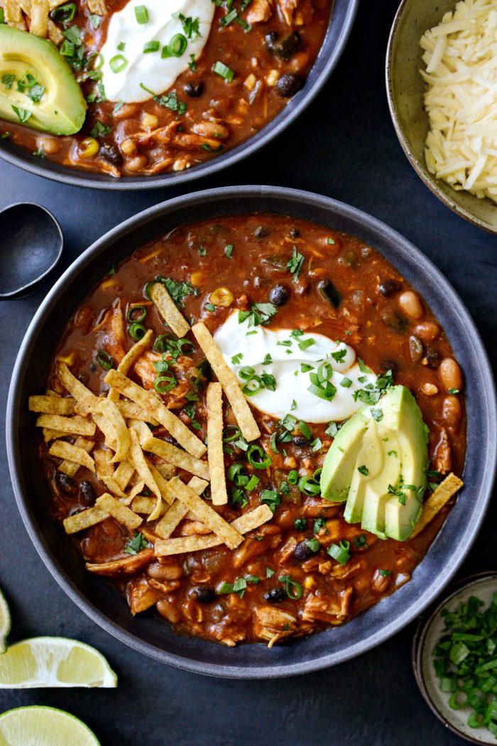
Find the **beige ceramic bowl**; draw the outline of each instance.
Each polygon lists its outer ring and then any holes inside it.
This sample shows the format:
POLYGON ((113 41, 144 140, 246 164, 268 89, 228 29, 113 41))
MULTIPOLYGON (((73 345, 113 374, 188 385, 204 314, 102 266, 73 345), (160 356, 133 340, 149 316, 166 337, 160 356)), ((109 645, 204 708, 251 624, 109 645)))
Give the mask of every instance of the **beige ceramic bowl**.
POLYGON ((497 206, 468 192, 456 192, 431 174, 425 161, 428 130, 423 108, 425 84, 420 39, 439 23, 457 0, 402 0, 393 21, 387 51, 387 95, 393 126, 405 154, 426 186, 444 204, 475 225, 497 233, 497 206))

### Exercise
Rewrite the records above with every "beige ceramic bowl" changed to "white porcelain bowl" and everything else kept the same. Leave the pictures out.

### Response for this exercise
Find the **white porcelain bowl**; draw the outline of each instance.
Each polygon lists its outer ring and then any holes inside it.
This sample shows the format:
POLYGON ((113 41, 144 140, 246 164, 268 89, 228 29, 113 41))
MULTIPOLYGON (((73 345, 113 374, 188 385, 204 314, 102 266, 73 345), (160 356, 133 340, 149 316, 166 337, 160 356)), ((109 645, 204 708, 251 624, 109 645)))
Give the mask of every instance of the **white porcelain bowl**.
POLYGON ((497 206, 468 192, 456 192, 431 174, 425 161, 428 130, 423 108, 425 84, 420 39, 439 23, 457 0, 402 0, 393 21, 387 51, 387 95, 393 126, 405 154, 426 186, 444 204, 475 225, 497 233, 497 206))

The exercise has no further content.